(Image-grounded pointing data)
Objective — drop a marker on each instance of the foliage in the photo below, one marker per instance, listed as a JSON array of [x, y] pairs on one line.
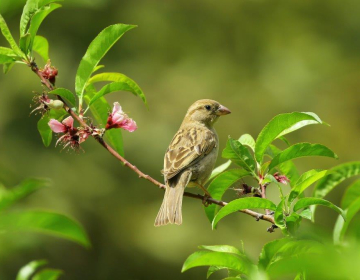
[[29, 271], [33, 15], [37, 220], [296, 255]]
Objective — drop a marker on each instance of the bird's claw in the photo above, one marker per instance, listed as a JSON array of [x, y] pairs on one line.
[[259, 217]]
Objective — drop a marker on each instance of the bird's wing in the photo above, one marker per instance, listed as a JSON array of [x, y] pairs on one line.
[[186, 148]]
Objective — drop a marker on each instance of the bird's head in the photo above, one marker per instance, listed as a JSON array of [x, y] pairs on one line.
[[206, 111]]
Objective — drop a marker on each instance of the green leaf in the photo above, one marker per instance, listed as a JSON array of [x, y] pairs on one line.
[[305, 181], [293, 223], [280, 125], [45, 222], [100, 110], [213, 269], [339, 173], [306, 213], [222, 248], [279, 215], [7, 67], [48, 274], [29, 10], [351, 194], [97, 68], [7, 52], [342, 225], [26, 187], [294, 248], [282, 138], [287, 168], [4, 59], [96, 51], [7, 34], [47, 2], [269, 251], [218, 187], [247, 140], [65, 93], [38, 18], [41, 46], [28, 270], [301, 150], [110, 88], [119, 78], [307, 201], [239, 154], [24, 43], [241, 204], [44, 128], [219, 169], [206, 258]]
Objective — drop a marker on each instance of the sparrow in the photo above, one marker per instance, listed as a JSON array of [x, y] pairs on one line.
[[190, 157]]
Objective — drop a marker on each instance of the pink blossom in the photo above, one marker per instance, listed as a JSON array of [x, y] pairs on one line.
[[62, 127], [118, 119], [69, 122], [57, 126], [72, 136]]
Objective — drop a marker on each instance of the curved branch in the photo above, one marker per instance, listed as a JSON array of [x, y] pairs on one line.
[[100, 140]]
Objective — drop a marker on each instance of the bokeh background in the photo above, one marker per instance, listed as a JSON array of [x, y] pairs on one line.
[[259, 58]]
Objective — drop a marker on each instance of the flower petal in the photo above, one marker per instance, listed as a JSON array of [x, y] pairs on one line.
[[129, 125], [57, 126], [69, 122], [117, 108]]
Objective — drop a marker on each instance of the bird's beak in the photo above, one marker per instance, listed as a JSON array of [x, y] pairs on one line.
[[222, 111]]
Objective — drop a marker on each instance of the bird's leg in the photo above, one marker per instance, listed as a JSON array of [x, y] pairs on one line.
[[206, 195]]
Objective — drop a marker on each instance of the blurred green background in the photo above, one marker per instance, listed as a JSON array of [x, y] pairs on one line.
[[259, 58]]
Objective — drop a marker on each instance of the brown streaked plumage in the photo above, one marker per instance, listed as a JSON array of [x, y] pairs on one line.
[[190, 157]]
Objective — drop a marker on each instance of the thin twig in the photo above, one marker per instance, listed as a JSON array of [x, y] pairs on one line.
[[99, 139]]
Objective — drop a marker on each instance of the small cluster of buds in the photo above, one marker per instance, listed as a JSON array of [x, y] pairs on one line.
[[44, 104], [49, 72], [246, 189], [281, 178], [73, 137], [118, 119]]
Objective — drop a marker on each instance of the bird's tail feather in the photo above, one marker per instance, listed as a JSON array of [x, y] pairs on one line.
[[170, 210]]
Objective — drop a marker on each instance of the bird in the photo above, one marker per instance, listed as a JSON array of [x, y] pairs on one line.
[[190, 157]]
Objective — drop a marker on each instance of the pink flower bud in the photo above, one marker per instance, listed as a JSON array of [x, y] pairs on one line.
[[57, 126], [118, 119], [69, 122]]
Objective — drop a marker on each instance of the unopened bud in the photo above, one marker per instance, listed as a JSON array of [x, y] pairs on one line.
[[55, 104]]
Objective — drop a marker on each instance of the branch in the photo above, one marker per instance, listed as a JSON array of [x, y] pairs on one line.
[[100, 140]]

WHAT TO DO: Copy each entry above exactly; drop the pictures.

TASK ANSWER:
Objective — drop a marker on each instance of the foliage in the photo below, one marker per instance, listed as a JSON array of [x, y] pairs on one line.
[[29, 271], [33, 15], [37, 220], [296, 255]]
Objective — drop a marker on each instance of the bird's claw in the photo above, one marker per instance, listed as a JSON array of [x, y] pairs on one line.
[[259, 217]]
Objective — drop a marker on each instance of the bird's wing in the photo above, one marker per instance, listed as a JSON array of [x, y] pairs on one line.
[[186, 148]]
Objective — drop a marker on each instance of the bird's head in the photo above, one marker per instance, listed as a JSON array of [x, y] pairs on one line.
[[206, 111]]
Objective — drop a marker on each instance of the green leaf in the photo above, one marker per instance, listed as a JSON array of [x, y] pairs on one line.
[[305, 181], [293, 223], [280, 125], [45, 222], [100, 110], [213, 269], [339, 173], [306, 213], [222, 248], [279, 215], [7, 67], [48, 274], [29, 10], [351, 194], [97, 68], [7, 52], [342, 225], [26, 187], [294, 248], [282, 138], [287, 168], [4, 59], [96, 51], [7, 34], [47, 2], [269, 251], [218, 187], [247, 140], [65, 93], [38, 18], [41, 46], [28, 270], [301, 150], [110, 88], [119, 78], [307, 201], [239, 154], [24, 43], [241, 204], [44, 128], [219, 169], [206, 258]]
Objective — drop a marker on each instance of the sparrow in the photo above, one marker per instance, listed as a JSON array of [x, y] pairs on one line.
[[190, 157]]
Objective — drop a marker on each instance of the pink blossom in the photo above, one marker per instance, listed as a JSON array of [x, y] pairs on one line.
[[62, 127], [118, 119], [69, 122], [57, 126], [72, 136]]
Objective — drop a marker on each instance of the curved branch in the photo above, one marker per instance, listed as a JSON array of [x, y] pairs on one line.
[[100, 140]]
Objective — drop a marker on each instance of the bokeh background in the photo above, one marker per instance, listed as a JSON array of [x, y] pairs on one line.
[[259, 58]]
Objective — drop a marker on each instance of the flower petal in the photo above, one marker per instance, listed as a JSON array of [x, y] pairs on one line.
[[129, 125], [57, 126], [69, 122], [117, 108]]
Objective — drop a marker on each instance of the bird's beak in the photo above, one marker per instance, listed as a JSON array of [x, y] pairs on one line.
[[222, 111]]
Objective — drop a marker on each instance of the bird's leg in the photo above, one marker per instance, listed as a JSON array of [x, y] pairs on one line.
[[206, 195]]
Objective — drop a marker on each instance of the blurred green background in the photo above, one marker per instance, listed as a JSON array of [x, y] pairs on one line.
[[259, 58]]
Objective — drop a marker on each instance of the brown streaked plumage in the photo above, one marker per instance, listed as a JSON array of [x, y] pairs on one line.
[[190, 157]]
Objective — drop a marker on each instance of the thin twig in the photo above, one marker per instance, listed as a JSON array of [x, y] pairs on one line.
[[99, 139]]
Objective — drop a marker on each instance of the small cluster of buds in the photo above, one marker per instance, listed as a JSON array of [x, y] pairs on one line.
[[44, 104], [49, 72], [246, 189], [281, 178], [73, 137], [118, 119]]
Objective — drop a marker on each instance of the bird's tail feather in the photo above, one marker per instance, listed as a JSON array of [x, y] pairs on one line.
[[170, 210]]
Objective — drop a marker on each instance of the bird in the photo above, one marker per instance, listed as a JSON array of [x, y] pairs on one line.
[[190, 157]]
Objective — drop a marker on each instance of the pink flower bud in the photo above, one marker per instance, listed as a JSON array of [x, y] pairs on one line.
[[57, 126], [118, 119], [69, 122]]
Objective — drop a marker on each instance of the unopened bud in the photo above, one marker per instance, listed as a JSON array of [x, y] pairs on one line.
[[55, 104]]
Objective — drop a marker on each instance of the branch in the photo above, one marker per instance, listed as a JSON array of [x, y] pairs on one line.
[[100, 140]]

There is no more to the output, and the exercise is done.